Maybe when you think of Italy, prickly pear cactus might not come to mind. But there are entire hillsides covered with mounds of them, a “fluffy” version with meaty paddles which are full of juice, hardly a sticker to be found. In the autumn the plants are covered with huge red fruits which, having grown up in the Texas hill country, astound me by their friendliness. They are nothing akin to the hard little tongue-grenades that cows eat in Texas. But I will make an admission: We buy Sicilian prickly pear fruit by the case at the supermarket, and rarely go out to gather them ourselves. The fruits (ficchi d’india) which come from Sicily are superior even to our own. They are about the size of bartlett pears, day-glo magenta to blackest purple. There is a word in dialect which has always intrigued me, nun-dru-zzu-le’-she, which describes the effect of eating many of these together with lots of grapes. Apparently the seeds of both fruits fit together in such a way that all intestinal motility will grind to a halt. I would say that if the language has created a specific word for the condition, then the warnings ought to be respected!

Grapes are in a category all their own. You need considerable expertise to have vines, and so far multiple distractions haven’t allowed me to delve into wine-making. But I remember back when our group from the University of Texas was doing survey work, walking the territory five abreast, eyes to the ground looking for sites, filling our bags with fragments of the past. A terracotta shard, collections of stones, darkened earth all testify to the rich history of this area. It was a daily Easter egg hunt with bonuses:  fruit!  We couldn’t wait to walk the areas covered by grape vines, trudging along under them in the dappled shade and stuffing ourselves with grapes picked from huge hanging agglomerations of the most astoundingly ambrosial grapes any of us had ever tasted. Again, I cannot begin to describe the flavor and how it eclipses any kind of grape, anywhere. “Uva Italia,” long may you reign. I apologize to the farmers who unknowingly contributed, even if it was only .00001 percent of the total harvest. They should know they made an indirect contribution in the name of science!

“Another Summer Salad”  oil on board

A deep subject

The water lines which supply the town didn’t come out this far when we built our house.  The obvious solution was to have a well dug, and keep our water tanks filled with well water.   To do this, we needed an expert who had experience with our stratified terrain, which was comprised of hard sandstone “chiangare*,” sandy soil patches, and, of course, sand.  Not the best material to collect and hold water.

****************

#### [TASKS AND EXERCISES]
1 > Please rewrite the listing from its first line up to and including the line containing "173 35 L 184", changing "cloud" to "tree" and keeping everything else the same.
2 > Continue the piece on country life in Italy from where it stops.
The listing after this point is unrelated to the piece on country life in Italy.

#### [DATA ENTRIES]
****************

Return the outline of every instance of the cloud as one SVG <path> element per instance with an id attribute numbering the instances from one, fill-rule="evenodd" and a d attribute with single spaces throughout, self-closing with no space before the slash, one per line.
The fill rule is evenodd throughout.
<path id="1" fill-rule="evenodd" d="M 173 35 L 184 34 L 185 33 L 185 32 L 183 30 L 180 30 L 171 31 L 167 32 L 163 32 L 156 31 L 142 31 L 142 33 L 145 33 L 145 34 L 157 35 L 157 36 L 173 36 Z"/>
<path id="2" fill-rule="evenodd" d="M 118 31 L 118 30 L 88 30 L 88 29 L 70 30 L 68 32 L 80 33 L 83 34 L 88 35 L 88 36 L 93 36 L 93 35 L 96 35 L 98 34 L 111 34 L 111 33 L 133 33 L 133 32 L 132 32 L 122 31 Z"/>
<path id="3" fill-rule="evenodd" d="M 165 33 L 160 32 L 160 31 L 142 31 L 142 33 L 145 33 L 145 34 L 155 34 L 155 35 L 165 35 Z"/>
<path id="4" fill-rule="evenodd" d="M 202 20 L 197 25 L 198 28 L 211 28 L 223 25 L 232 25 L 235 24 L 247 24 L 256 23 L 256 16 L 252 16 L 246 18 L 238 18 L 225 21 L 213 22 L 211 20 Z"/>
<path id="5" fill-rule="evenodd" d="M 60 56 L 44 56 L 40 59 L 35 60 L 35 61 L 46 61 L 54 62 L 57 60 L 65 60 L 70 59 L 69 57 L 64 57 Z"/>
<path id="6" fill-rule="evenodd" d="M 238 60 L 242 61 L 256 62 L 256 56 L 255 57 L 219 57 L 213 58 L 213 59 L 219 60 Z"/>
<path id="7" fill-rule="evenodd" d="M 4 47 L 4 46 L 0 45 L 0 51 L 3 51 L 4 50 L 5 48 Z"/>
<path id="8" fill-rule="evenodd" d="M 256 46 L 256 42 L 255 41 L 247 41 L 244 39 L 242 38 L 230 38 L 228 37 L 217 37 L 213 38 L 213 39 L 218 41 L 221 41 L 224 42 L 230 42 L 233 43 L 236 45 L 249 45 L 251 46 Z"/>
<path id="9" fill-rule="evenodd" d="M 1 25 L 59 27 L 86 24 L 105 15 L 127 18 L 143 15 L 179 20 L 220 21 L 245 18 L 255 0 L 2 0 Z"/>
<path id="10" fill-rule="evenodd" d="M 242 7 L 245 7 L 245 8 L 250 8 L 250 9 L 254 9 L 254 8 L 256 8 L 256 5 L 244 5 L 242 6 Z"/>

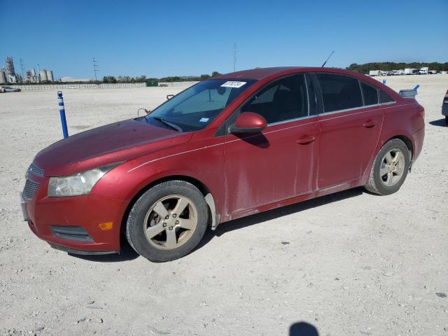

****************

#### [TASK RESPONSES]
1 >
Return the outline of every instance of the tree as one SVG <path> element per instance with an id attribute numbering the instances from one, fill-rule="evenodd" and a d attribute with single spaces throughout, self-closing with no space before the slash, one per line.
The fill rule is evenodd throughout.
<path id="1" fill-rule="evenodd" d="M 173 35 L 184 34 L 185 33 L 185 32 L 183 30 L 180 30 L 171 31 L 167 32 L 163 32 L 156 31 L 142 31 L 142 33 L 145 33 L 145 34 L 157 35 L 157 36 L 173 36 Z"/>

2 >
Word was spread around town, and a man appeared who seemed to meet the prerequisites.  He was from Pisticci, (because when an expert is needed it is always better not  to go local)  and we were assured that he had ample experience,  and was responsible for numerous productive wells in our area.

We imagined that his first day on the job would bring heavy equipment, rumbling diesel motors, long  pipes and tangled cables,  all indecipherable to us.  We were amazed when,  punctually at 7 AM on the first morning,  there appeared a  three-wheeled Ape* truck holding just a man with a pick ax, a bucket, and a mission.

The only thing he lacked, to my mind, was a forked stick.  He assured us, as had the town whisperers, that he had never failed to find water.  But finding it, assuming that veins were plentiful and ubiquitous, was not the main problem when digging a well.  It was much more difficult to capture and not break through the falde*, which were tiny and easily destroyed  with one blow too many to the fragile sedimentary strata.  This was the main reason why  it was practically impossible to drill a decent well mechanically.  The drill couldn’t recognize, of course, a vein when it found it.  But a man could.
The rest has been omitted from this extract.